- PROVIDED TEXT
>>>>>

It is quite frightening to think how a slight change in the way statistical results are phrased can cause quite a big difference in interpretation and such mistakes are often more commonplace than one would think.


The problem is further amplified by the careless reporting of certain news sites that spread incorrect interpretations of data to the public.



DATA COLLECTION


This blog post will be focusing more on the common weaknesses of the methods used to collect data, more specifically problems that are inherent in the data collection process and the method adopted.


Such weaknesses in the data collection process aren't too obvious as they tend to remain hidden under the often-complex methods used to obtain such data, much to the detriment of the layperson who most likely would not have the time nor the interest to analyse or critically think about the data and its potential defects.


Weaknesses in the data collection process are commonly caused by:


  • Ignoring qualitative data


To make this more relatable, we will use an example:


You have a hypothesis that the number of shoes owned by people name Bob are directly caused by their level of happiness.

<<<<<

- TASK TO COMPLETE
Can you quote the data collection post from "Such weaknesses in" to "its potential defects."? None of the lines that follow is needed here.

- DATA EXCERPTS

>>>>>

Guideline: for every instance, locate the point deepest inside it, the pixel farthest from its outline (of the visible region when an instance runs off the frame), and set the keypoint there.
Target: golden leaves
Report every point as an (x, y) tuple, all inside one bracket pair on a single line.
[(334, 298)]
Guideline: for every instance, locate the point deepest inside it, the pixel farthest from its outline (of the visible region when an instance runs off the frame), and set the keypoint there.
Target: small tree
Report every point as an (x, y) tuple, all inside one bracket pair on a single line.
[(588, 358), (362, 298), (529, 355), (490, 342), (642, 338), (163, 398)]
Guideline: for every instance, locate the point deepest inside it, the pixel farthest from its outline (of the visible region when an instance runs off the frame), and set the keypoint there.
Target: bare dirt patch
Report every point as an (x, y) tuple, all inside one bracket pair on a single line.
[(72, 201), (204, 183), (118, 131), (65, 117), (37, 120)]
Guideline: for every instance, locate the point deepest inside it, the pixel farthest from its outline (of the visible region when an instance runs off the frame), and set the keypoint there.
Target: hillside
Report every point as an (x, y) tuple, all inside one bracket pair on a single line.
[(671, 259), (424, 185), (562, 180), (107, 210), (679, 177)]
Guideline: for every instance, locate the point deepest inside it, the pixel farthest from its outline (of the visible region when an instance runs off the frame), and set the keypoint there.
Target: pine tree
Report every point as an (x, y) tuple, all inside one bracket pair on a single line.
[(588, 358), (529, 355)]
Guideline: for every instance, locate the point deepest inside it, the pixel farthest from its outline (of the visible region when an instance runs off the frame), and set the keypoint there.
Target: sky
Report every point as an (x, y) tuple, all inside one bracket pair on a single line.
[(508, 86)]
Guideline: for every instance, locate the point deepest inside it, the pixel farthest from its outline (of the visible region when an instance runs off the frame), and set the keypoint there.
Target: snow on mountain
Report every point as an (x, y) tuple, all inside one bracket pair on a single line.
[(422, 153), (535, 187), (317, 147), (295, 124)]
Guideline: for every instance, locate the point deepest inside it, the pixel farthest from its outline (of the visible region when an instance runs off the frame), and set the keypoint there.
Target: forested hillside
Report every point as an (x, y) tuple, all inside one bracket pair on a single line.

<<<<<

- FINISHED TASK
Such weaknesses in the data collection process aren't too obvious as they tend to remain hidden under the often-complex methods used to obtain such data, much to the detriment of the layperson who most likely would not have the time nor the interest to analyse or critically think about the data and its potential defects.